Locate each line in the rows below that contains the string "grass", with case counting, and copy those lines.

## start

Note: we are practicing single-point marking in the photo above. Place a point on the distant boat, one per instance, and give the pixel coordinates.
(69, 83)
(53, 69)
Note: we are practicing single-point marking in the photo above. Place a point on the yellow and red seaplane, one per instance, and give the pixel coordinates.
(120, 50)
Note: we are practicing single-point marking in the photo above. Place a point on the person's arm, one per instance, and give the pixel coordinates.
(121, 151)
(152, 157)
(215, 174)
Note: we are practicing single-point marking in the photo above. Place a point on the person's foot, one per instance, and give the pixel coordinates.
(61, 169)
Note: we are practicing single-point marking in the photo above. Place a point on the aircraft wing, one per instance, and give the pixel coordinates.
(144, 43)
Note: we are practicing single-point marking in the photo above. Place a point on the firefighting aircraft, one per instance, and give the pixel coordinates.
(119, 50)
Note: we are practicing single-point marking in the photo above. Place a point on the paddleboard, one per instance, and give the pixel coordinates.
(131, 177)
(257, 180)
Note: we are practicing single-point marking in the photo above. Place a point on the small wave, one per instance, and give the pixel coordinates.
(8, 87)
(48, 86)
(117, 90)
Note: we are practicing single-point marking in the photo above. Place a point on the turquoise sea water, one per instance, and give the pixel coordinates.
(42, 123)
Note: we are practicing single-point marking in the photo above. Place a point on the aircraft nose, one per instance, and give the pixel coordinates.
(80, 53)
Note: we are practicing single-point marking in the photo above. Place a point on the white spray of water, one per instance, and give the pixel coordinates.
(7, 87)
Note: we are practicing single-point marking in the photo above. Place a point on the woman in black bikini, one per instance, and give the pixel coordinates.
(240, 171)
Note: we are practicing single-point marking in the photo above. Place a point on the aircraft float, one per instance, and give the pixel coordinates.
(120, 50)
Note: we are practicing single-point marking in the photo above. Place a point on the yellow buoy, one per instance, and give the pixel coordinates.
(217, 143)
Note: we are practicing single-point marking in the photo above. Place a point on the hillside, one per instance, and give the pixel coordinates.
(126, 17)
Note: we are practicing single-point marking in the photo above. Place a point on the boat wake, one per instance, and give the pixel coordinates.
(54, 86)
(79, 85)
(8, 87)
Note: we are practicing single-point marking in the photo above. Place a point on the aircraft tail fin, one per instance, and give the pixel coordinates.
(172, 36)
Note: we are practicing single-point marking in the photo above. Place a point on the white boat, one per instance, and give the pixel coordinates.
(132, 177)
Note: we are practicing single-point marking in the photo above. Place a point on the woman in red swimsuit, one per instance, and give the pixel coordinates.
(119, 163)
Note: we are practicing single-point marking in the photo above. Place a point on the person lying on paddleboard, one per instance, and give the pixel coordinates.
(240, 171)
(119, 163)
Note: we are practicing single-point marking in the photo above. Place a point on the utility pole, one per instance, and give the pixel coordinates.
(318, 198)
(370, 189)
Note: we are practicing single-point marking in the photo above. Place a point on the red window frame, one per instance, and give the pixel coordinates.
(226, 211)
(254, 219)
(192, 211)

## end
## start

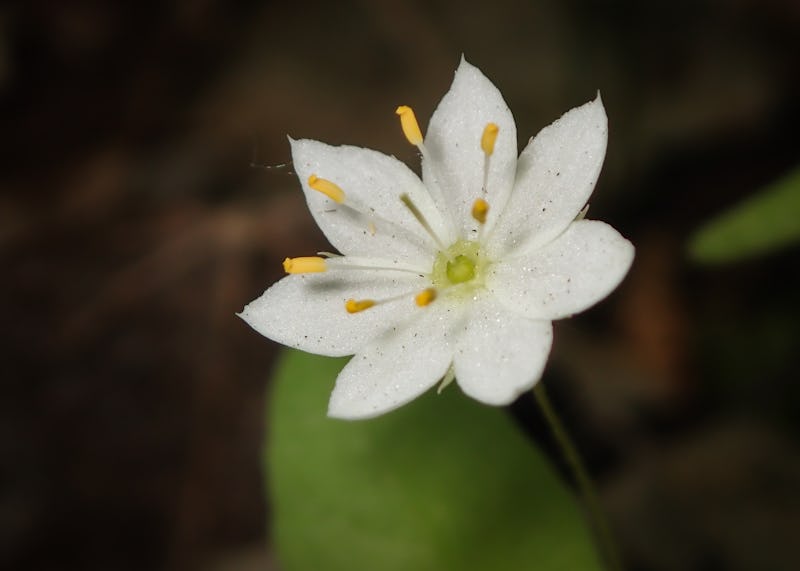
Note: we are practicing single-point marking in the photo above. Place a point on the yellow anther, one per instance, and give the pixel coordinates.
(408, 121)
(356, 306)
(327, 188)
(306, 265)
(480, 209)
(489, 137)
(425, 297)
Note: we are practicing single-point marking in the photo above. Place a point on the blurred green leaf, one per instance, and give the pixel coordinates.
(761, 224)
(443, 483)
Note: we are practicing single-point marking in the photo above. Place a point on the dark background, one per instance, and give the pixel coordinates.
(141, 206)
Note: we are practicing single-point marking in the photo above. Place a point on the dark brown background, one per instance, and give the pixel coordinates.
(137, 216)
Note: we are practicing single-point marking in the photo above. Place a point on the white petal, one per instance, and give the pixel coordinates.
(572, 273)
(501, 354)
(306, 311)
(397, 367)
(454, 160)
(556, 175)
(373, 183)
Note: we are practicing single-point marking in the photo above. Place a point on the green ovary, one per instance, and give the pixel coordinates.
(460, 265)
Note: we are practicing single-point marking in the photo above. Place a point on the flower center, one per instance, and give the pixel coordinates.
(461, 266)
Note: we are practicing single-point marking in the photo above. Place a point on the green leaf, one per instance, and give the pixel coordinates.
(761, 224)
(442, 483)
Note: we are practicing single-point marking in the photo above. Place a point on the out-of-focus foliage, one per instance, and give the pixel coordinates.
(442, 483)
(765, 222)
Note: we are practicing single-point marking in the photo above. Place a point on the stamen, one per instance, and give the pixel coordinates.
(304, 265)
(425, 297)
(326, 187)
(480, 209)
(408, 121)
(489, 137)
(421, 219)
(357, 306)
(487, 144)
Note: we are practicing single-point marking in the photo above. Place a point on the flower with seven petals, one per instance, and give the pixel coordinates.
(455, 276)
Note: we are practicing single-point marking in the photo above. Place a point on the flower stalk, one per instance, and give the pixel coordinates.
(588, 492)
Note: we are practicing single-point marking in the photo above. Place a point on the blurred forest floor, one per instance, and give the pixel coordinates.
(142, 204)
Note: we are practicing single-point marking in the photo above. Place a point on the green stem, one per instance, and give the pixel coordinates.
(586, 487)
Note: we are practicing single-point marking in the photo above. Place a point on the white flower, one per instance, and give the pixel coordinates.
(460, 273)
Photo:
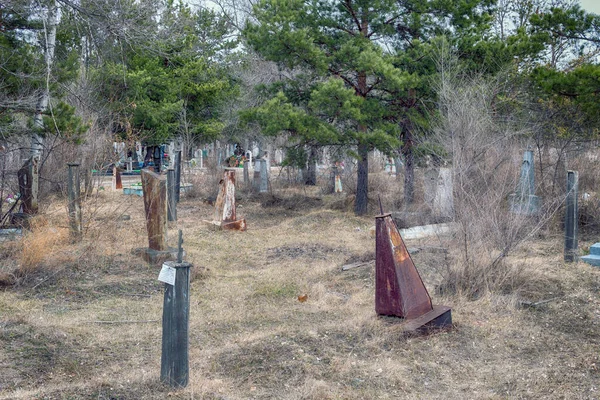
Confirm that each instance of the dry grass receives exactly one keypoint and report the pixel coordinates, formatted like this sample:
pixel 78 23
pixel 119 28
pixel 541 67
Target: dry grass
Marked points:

## end

Correct result ▸
Confirm that each instance of the dry grass receives exactly one keypoint and report the pixel coordinates, formatted like this sample:
Target: dry grass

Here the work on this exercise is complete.